>>
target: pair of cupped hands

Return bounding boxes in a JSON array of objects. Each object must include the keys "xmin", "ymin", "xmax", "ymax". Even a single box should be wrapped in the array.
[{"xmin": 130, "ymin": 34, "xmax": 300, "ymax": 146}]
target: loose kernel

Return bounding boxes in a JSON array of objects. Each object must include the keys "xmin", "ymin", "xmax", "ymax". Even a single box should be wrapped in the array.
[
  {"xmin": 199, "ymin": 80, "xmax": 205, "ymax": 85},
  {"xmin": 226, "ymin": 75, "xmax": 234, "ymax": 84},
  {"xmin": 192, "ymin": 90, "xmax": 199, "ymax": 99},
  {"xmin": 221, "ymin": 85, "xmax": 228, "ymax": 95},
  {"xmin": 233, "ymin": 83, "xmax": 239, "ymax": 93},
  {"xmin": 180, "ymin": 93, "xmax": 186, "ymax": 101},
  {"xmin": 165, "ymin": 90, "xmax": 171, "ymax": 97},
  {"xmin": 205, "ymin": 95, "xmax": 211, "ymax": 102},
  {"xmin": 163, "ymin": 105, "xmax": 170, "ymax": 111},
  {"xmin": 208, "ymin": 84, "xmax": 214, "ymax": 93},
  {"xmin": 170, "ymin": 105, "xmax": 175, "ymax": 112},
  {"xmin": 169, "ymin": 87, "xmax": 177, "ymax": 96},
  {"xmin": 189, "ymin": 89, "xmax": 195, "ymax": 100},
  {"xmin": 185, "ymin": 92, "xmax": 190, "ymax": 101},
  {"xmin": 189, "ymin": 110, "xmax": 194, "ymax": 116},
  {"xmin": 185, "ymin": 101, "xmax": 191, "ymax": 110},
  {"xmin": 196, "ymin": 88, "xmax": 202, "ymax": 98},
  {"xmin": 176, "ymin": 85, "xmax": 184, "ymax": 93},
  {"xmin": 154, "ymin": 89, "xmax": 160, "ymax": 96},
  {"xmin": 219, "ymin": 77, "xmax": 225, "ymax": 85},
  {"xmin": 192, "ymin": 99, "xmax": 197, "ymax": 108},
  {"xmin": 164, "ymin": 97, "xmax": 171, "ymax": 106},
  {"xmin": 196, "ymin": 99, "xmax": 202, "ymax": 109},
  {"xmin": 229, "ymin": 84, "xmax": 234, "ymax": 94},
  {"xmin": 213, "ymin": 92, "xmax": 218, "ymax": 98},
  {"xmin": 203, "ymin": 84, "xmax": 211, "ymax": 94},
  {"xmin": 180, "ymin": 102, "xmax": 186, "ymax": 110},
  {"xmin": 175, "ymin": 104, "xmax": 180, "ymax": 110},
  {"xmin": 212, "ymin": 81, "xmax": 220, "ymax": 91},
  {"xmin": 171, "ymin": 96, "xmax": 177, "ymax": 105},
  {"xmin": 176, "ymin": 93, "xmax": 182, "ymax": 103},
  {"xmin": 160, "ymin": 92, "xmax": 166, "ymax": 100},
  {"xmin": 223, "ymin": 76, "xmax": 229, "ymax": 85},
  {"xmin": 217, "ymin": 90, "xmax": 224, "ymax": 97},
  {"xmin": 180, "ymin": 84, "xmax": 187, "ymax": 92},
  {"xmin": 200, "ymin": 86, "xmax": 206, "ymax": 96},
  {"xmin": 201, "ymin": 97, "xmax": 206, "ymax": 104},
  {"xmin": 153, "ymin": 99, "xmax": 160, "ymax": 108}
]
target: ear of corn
<<
- What is expected -
Please pick out each line of the material that contains the string "target" and copy those lines.

- Solution for this problem -
target: pair of cupped hands
target: loose kernel
target: ear of corn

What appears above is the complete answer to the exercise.